:: RECORDS SHOWN

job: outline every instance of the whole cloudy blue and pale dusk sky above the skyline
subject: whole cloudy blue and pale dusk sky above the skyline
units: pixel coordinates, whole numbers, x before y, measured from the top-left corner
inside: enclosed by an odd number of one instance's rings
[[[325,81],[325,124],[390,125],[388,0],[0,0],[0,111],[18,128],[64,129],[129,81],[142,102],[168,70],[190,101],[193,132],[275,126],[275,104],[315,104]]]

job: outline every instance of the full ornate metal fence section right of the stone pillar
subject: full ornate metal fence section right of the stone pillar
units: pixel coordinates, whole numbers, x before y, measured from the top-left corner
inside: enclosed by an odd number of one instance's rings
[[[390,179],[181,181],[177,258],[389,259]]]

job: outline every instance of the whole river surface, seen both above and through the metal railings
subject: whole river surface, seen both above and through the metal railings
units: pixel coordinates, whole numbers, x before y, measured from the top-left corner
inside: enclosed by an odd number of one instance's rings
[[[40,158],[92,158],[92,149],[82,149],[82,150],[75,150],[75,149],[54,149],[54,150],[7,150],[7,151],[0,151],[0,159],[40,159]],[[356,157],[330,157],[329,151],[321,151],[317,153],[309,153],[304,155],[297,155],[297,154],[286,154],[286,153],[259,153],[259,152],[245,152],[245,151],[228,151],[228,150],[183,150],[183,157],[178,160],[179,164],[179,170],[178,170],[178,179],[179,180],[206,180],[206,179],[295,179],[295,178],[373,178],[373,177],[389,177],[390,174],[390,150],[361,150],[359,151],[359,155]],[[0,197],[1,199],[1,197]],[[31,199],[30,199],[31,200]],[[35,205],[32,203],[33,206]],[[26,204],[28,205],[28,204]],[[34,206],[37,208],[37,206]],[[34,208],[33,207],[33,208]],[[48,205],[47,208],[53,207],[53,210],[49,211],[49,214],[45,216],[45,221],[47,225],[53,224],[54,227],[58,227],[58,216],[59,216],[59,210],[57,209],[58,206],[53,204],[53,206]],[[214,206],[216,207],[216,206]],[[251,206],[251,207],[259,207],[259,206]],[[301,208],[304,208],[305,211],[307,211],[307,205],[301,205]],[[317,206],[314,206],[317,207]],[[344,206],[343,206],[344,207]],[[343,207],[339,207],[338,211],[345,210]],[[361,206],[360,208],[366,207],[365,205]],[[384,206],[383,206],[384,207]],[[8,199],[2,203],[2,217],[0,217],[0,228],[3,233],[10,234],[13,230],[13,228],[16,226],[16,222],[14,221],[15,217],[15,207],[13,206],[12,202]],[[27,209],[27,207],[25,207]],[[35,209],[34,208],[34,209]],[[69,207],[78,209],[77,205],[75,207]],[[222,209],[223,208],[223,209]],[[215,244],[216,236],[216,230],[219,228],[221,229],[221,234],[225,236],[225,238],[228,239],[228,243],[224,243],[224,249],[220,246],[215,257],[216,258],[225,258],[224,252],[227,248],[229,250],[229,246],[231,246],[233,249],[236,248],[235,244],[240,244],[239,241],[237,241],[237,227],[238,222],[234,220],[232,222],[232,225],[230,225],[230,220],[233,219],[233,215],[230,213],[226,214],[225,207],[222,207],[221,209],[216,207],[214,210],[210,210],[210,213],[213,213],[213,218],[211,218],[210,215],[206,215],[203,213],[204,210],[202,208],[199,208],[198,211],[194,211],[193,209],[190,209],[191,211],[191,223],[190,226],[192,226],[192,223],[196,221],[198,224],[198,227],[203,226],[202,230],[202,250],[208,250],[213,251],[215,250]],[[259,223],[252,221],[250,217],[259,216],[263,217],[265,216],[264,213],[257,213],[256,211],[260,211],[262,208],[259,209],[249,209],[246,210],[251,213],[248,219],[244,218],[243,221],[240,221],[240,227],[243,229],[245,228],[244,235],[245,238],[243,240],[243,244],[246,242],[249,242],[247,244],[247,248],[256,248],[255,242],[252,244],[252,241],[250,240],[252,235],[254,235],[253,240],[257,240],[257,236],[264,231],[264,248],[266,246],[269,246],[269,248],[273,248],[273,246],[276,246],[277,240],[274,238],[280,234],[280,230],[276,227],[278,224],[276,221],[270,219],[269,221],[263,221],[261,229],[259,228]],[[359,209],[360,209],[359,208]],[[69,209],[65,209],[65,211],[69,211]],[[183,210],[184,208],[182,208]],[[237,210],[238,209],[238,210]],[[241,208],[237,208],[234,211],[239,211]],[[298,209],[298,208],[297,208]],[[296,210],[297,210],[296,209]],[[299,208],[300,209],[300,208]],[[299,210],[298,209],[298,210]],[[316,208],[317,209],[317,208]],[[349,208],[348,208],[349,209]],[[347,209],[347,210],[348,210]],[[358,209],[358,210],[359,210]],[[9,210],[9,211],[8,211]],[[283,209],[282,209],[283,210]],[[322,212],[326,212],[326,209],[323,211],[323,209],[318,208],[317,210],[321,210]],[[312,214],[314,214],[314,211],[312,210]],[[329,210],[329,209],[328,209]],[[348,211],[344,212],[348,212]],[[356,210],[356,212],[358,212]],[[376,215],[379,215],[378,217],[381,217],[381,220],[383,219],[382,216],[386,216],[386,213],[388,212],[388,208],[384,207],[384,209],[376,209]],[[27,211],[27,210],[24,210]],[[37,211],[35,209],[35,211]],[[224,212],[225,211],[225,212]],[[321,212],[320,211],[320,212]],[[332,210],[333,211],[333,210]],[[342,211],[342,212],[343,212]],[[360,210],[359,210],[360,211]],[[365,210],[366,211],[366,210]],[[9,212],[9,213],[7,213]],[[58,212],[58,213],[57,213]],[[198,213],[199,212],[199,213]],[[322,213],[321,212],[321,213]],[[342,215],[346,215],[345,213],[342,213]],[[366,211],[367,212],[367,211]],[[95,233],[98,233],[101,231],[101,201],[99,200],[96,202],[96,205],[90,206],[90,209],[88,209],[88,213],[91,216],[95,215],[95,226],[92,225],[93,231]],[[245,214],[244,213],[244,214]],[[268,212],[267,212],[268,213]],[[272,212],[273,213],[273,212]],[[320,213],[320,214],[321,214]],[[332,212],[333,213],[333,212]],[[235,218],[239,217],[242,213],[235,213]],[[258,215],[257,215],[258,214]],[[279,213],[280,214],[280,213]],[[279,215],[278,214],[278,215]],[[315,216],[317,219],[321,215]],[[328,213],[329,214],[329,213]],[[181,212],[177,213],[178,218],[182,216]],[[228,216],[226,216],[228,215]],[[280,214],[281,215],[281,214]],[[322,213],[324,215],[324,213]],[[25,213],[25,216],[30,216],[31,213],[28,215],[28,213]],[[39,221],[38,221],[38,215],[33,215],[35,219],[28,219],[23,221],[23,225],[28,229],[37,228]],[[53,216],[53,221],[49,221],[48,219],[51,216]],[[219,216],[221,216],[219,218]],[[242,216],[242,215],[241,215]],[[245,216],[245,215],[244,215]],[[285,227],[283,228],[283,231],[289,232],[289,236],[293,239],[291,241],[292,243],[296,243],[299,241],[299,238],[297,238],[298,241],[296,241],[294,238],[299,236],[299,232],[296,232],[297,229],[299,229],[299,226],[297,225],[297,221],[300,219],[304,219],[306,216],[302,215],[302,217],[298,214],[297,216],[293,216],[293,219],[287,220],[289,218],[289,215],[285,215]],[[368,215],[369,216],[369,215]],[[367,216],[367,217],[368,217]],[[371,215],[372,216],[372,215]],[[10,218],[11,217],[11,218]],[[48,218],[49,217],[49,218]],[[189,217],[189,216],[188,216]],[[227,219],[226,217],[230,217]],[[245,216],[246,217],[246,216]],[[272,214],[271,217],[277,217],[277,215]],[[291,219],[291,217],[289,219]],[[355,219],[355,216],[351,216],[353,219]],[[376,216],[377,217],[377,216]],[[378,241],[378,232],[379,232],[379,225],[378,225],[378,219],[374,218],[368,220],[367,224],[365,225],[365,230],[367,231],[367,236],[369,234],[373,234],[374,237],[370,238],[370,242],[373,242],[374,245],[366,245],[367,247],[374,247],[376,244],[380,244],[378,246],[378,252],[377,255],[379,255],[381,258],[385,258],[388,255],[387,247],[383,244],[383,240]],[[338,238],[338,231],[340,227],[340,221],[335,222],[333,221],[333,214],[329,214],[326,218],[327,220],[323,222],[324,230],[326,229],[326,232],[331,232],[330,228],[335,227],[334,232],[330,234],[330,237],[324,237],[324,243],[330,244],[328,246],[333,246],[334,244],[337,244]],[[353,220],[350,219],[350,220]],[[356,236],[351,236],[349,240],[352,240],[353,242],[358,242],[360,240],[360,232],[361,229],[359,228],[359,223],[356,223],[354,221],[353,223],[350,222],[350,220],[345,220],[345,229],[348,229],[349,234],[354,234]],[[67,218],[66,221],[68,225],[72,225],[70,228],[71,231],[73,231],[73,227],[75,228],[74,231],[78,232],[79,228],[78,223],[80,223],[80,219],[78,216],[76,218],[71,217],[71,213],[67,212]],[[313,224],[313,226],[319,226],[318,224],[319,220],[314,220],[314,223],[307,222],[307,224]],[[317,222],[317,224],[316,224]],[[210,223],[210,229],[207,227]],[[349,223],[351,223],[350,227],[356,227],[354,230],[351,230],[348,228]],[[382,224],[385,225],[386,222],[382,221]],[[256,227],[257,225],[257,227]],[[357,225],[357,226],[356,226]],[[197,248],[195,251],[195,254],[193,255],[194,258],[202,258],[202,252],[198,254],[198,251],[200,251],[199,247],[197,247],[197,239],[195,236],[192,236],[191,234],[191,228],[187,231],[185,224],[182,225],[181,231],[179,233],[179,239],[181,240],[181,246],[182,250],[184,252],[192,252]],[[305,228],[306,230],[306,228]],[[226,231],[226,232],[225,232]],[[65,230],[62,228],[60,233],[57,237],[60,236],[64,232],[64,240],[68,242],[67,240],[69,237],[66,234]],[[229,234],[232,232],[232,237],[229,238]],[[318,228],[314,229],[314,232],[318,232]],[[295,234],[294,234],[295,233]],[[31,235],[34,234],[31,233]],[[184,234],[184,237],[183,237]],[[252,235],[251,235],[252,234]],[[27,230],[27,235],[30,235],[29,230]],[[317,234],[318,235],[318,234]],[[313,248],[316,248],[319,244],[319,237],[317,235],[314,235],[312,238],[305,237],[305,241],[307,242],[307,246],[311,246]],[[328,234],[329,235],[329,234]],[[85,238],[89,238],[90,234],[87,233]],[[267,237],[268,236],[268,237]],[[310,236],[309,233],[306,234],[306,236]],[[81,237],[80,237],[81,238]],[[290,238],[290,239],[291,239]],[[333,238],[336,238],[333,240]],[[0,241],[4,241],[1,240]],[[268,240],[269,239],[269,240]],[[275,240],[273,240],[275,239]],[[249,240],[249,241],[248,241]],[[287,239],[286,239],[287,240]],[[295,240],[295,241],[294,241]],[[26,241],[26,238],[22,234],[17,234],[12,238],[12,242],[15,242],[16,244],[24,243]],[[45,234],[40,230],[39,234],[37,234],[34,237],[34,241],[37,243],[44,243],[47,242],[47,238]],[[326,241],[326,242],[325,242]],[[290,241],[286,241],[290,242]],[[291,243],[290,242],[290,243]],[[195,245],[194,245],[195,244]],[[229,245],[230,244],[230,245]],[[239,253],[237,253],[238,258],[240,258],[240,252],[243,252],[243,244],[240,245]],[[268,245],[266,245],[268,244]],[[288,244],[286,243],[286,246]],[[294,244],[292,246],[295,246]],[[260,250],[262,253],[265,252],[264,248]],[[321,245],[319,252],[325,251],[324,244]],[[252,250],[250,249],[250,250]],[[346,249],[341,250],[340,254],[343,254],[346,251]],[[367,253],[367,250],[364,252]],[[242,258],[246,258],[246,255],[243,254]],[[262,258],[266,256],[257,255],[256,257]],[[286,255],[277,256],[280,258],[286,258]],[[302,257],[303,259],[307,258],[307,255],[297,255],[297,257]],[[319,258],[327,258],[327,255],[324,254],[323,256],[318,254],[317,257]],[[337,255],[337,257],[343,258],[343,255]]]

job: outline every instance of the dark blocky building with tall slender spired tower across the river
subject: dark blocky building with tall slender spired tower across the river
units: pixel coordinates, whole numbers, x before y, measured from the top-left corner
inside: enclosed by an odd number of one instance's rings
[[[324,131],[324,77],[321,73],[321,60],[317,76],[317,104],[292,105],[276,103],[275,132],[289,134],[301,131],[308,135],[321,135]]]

::::

WORK ITEM: In the entries above, how many lines hold the word "every"? State the number only.

EXERCISE OUTPUT: 4